* [EXERCISE DESCRIPTION] The data beneath this task has to be reprinted character for character.

(Stored dataset items)
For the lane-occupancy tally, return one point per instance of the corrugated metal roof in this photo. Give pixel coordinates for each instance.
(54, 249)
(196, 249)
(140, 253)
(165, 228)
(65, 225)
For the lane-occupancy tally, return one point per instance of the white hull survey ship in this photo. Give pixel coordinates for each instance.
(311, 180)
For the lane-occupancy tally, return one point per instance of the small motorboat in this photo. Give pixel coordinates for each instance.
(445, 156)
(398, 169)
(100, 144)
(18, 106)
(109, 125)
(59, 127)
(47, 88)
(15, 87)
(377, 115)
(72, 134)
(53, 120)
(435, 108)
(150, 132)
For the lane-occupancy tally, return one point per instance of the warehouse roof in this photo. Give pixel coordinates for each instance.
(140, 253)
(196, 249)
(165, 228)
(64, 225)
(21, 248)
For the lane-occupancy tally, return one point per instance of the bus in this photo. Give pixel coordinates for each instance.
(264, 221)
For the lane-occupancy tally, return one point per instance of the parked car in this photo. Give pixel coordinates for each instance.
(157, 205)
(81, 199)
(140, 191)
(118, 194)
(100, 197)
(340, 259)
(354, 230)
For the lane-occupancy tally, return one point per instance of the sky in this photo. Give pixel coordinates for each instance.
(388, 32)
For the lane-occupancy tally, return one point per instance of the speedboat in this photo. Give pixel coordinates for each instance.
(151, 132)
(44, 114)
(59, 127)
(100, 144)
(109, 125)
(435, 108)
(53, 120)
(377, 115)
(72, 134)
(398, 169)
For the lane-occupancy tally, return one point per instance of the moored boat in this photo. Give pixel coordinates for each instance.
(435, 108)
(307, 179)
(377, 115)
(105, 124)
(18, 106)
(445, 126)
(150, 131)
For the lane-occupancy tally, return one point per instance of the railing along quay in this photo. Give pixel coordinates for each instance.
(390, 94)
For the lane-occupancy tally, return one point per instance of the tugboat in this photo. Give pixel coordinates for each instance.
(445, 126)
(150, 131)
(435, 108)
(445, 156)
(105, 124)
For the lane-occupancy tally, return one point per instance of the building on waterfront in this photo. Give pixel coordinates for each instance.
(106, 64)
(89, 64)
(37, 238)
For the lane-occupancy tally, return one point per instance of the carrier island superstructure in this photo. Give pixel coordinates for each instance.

* [EXERCISE ANSWER]
For the lane-occupancy tally, return one point per instance of the corrugated metal roof in this photo. Give pixel coordinates for each instance.
(54, 249)
(196, 249)
(140, 253)
(165, 228)
(65, 225)
For the lane-occupancy tally, return one point per instance of the white hull survey ship in this photo. Give pixel coordinates for each instance.
(311, 180)
For the lane-occupancy tally, return one point per instance of the small motorboat in this photo. Give pixel coordinates for each instance.
(445, 156)
(398, 169)
(100, 144)
(18, 106)
(109, 125)
(59, 127)
(47, 88)
(15, 87)
(377, 115)
(72, 134)
(53, 120)
(435, 108)
(150, 132)
For the lane-occupancy tally, return one point per instance of the warehouse roof in this photo. Give pixel coordinates for each instance.
(140, 253)
(196, 249)
(165, 228)
(64, 225)
(21, 248)
For the lane-occupancy tally, return one point per instance of the bus in this photo. Give pixel coordinates for each instance.
(264, 221)
For the lane-occupancy tally, return one point per instance of the parked car in this photo. Give pixel coordinates for each instance.
(157, 205)
(81, 199)
(140, 191)
(118, 194)
(100, 197)
(340, 259)
(354, 230)
For the lane-occupancy tally, return one point per instance of the sky in this photo. Give pixel coordinates for each instance.
(388, 32)
For the lane-occupancy tally, return one point per instance of the speedboat in this photo. Give pixel coordinates for each instance.
(151, 132)
(44, 114)
(59, 127)
(100, 144)
(109, 125)
(435, 108)
(53, 120)
(377, 115)
(72, 134)
(398, 169)
For the lane-occupancy tally, return one point per instance of the moored boat in this photo. Give pixel coordinates for each instance.
(435, 108)
(307, 179)
(377, 115)
(105, 124)
(18, 106)
(445, 126)
(150, 131)
For the lane-occupancy tally, return one point per instance of the railing along quay in this photo. Give pixel coordinates for each instance.
(390, 94)
For the lane-occupancy tally, return one point per instance of the tugboat in this photo. Give pixel coordinates for each instance.
(445, 126)
(150, 131)
(435, 108)
(445, 156)
(105, 124)
For the lane-occupancy tally, return one point per instance of the building on waterfront in this photo. Give pixel coordinates for each instance.
(106, 64)
(89, 64)
(37, 238)
For the lane-occupancy tally, return one point per instance of the carrier island superstructure in this photo. Give pixel coordinates for each instance.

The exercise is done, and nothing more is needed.